Please turn the lines of every row below into a numbered list, leaving out the blank lines.

==== Records for this task

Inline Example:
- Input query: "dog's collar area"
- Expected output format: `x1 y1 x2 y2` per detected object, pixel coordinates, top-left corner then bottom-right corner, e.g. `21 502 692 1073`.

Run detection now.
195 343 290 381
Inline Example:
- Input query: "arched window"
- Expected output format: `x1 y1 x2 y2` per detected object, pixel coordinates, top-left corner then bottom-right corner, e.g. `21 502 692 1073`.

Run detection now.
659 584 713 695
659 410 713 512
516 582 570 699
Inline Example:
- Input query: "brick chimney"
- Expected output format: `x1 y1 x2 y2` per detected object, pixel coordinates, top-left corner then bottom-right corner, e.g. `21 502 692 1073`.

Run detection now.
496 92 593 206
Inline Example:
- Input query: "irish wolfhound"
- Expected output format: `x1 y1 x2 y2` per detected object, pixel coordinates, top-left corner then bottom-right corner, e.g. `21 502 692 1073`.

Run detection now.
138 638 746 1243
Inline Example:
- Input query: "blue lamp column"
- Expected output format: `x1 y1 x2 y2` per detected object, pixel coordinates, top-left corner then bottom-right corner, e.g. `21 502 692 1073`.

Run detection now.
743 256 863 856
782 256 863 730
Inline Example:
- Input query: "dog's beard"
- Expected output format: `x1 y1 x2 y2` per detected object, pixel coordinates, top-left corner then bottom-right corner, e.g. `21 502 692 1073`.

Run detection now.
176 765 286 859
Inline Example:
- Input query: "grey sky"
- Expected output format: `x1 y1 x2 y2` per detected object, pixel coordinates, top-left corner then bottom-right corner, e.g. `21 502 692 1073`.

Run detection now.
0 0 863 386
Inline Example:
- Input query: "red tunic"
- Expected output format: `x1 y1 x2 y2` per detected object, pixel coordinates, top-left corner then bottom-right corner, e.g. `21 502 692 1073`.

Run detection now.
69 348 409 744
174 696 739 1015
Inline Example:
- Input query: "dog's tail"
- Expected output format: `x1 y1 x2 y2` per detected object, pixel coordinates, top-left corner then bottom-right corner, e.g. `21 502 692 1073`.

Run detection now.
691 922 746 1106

========

[Exercise response]
1. Inline Example:
2. - Input query: "dog's collar area"
3. - Expected output format: `x1 y1 x2 y2` per detected object, pixel coordinates, top-left corner then bottom-right corner, e.g. `21 502 692 1073`.
4. Run detection now.
5. 195 343 290 381
6. Inline Example:
7. - Input query: "arched window"
8. - Expected output format: `x1 y1 x2 y2` per detected object, pixel coordinates, top-left corner then bottom-right corner, e.g. `21 502 692 1073`.
9. Run detection now.
10. 659 584 713 695
11. 659 410 713 512
12. 516 582 570 699
13. Inline Example:
14. - Input query: "brick chimney"
15. - Expected output format: `x1 y1 x2 y2` per detected object, pixel coordinates, top-left corner then bottom-right corner, e.g. `21 502 692 1073`.
16. Run detection now.
17. 496 92 593 206
18. Inline Example:
19. - Input query: "irish wolfhound"
20. - Expected output format: `x1 y1 x2 y2` per detected object, pixel coordinates, top-left corner then bottom-right corner, e.g. `21 502 692 1073`.
21. Run detection now.
22. 138 638 746 1243
23. Inline Example:
24. - Input query: "blue lamp column"
25. - Expected output format: `x1 y1 x2 y2` per detected object, pixel coordinates, top-left corner then bottom-right corner, e.g. `21 502 692 1073`.
26. Run detection now.
27. 743 256 863 856
28. 782 256 863 730
29. Inline Example:
30. - Input query: "dog's beard"
31. - Expected output format: `x1 y1 x2 y2` per detected object, pixel coordinates, top-left corner then bottom-right corner, e.g. `21 502 692 1073`.
32. Run detection now.
33. 176 765 286 859
34. Inline Example:
35. - Input query: "grey sky"
36. - Expected output format: `x1 y1 x2 y2` per detected object, pixel coordinates, top-left corner then bottom-right corner, e.g. `21 502 692 1073`.
37. Run detection now.
38. 0 0 863 386
39. Inline Example:
40. - Input query: "red tunic"
41. - Expected output format: `x1 y1 x2 y2` per detected object, pixel coordinates, top-left corner then bottom-right corner, e.g. `21 502 692 1073`.
42. Run detection now.
43. 69 348 409 744
44. 174 696 739 1015
45. Inline Example:
46. - Input query: "dog's tail"
47. - Expected output format: `x1 y1 x2 y2` per detected object, pixel coordinates, top-left corner then bottom-right corner, e.g. `21 502 692 1073`.
48. Run detection now.
49. 691 922 746 1106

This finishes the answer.